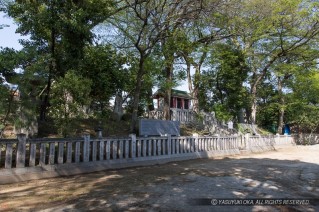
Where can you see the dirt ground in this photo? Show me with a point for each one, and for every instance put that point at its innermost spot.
(290, 173)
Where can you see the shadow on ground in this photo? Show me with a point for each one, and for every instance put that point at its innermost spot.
(172, 186)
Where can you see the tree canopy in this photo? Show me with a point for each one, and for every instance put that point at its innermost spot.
(243, 56)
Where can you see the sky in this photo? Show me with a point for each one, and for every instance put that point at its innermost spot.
(8, 38)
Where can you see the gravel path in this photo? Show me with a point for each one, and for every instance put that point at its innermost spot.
(290, 173)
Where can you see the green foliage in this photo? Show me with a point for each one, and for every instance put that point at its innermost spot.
(104, 67)
(69, 97)
(221, 87)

•••

(What needs to be done) Retype the entries word for word. Omit any images.

(Expected answer)
Where can you see the dirt ground in this photo? Show me with a point for each one, and for every instance put that point at its innermost spot.
(290, 173)
Where can you see the shadow on ground in this photo? Show me with a point for each one, and for every instance put that point at its innermost spot.
(172, 186)
Where can you see the tree canopy in this photo? Show me with a point for each one, and for every instance put that point at its innermost spot.
(243, 56)
Where can you see the sky in this photo? Show me with a point for each one, and for every instance put that point at its innermost spot.
(8, 38)
Where can you see the gravel path in this photo? Show me with a point for each one, and for every instance put that point at its innermost spot.
(290, 173)
Where can you see the green foliage in this photo? Show me with a point for each one, and for every instance put that point at its innermost spot.
(104, 67)
(69, 97)
(221, 87)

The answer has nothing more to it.